Stated problem:
Quote every one of the items below word for word, from the first to the last.

* begin *

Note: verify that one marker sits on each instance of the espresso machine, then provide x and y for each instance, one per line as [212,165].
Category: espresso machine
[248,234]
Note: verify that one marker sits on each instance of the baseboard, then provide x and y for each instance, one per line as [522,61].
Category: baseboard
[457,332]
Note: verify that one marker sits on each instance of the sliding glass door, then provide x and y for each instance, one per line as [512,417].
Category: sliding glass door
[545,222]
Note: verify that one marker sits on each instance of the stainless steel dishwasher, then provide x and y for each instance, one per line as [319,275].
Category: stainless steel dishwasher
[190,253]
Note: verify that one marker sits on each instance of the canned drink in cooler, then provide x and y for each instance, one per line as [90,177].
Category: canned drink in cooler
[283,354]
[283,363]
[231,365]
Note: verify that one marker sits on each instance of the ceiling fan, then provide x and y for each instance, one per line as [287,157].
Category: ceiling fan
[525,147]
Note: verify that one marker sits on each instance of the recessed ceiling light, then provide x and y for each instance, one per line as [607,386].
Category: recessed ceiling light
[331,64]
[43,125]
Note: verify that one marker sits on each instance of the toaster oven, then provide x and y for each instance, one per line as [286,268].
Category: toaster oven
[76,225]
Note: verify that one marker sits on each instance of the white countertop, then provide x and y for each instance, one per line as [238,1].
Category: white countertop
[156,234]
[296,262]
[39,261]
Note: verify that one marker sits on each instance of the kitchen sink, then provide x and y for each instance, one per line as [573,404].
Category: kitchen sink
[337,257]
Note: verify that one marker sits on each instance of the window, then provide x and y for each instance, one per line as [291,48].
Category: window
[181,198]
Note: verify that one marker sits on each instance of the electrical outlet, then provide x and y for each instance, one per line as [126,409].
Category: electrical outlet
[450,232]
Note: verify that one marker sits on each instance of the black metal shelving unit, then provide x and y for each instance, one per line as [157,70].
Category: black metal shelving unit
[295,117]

* end *

Result for this task:
Note: verify that one marker sits on each instance of the espresso machine, then provide x and y for each instance, one per line as [212,165].
Category: espresso machine
[248,234]
Note: verify that one marker sits on each instance of the baseboard, then provide x and y for each instance, one per line as [522,61].
Category: baseboard
[457,332]
Note: verify that one marker sits on each instance of the sliding glass door, then provide x and y for each instance, one per line as [512,417].
Category: sliding glass door
[545,222]
Note: verify that one marker sits on each instance of the stainless steel dishwasher, then provide x and y for each instance, one per line as [319,275].
Category: stainless steel dishwasher
[190,253]
Note: verify that one marker sits on each instance of the canned drink in cooler, then provide x and y for each instance, one per line as [90,177].
Category: canned drink in cooler
[283,354]
[283,363]
[231,365]
Note: verify that one marker sits on each instance of the ceiling fan, then provide x and y for each instance, one per line as [287,157].
Category: ceiling fan
[525,147]
Note: verify that one marker sits on each instance of the recessed ceiling light, then provide x and y for each instance, one per line as [607,386].
Category: recessed ceiling light
[331,64]
[43,125]
Note: verify that one marker sits on each instance of the toaster oven, then provide x and y for each instance, one per line as [286,268].
Category: toaster oven
[76,225]
Note: verify that one marker sits on each instance of the white countertop, then provide x and y for each instance, one per line as [238,1].
Category: white countertop
[156,234]
[296,262]
[39,261]
Note: verify that one marker sits on each instance of the kitchen sink, then provide x and y for each instance, one per line as [573,404].
Category: kitchen sink
[337,257]
Note: verify that one marker sits on each instance of the window, then provide x and y for each instance, one per line as [291,48].
Category: window
[181,198]
Note: verify that one marker sits on each instance of the electrical outlet, then provide x and y for each instance, one per line as [126,409].
Category: electrical outlet
[450,232]
Note: verify that one marker sits on each instance of the black metal shelving unit, then provide x and y for each instance, one per line as [157,70].
Category: black metal shelving unit
[295,117]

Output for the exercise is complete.